TASK PROMPT:
Could you output each line below precisely as it stands, without the images?

ENTRIES PROVIDED Block Start

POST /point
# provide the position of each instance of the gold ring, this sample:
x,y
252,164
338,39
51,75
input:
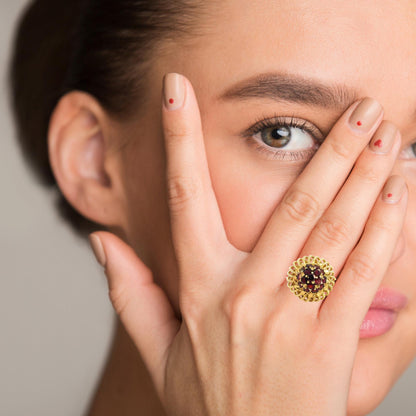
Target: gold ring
x,y
310,278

ENTRIES PROVIDED Block End

SOLUTION BELOW:
POST /point
# provide the position of each instance of the gold ring, this sample:
x,y
252,164
338,39
51,75
input:
Target: gold ring
x,y
310,278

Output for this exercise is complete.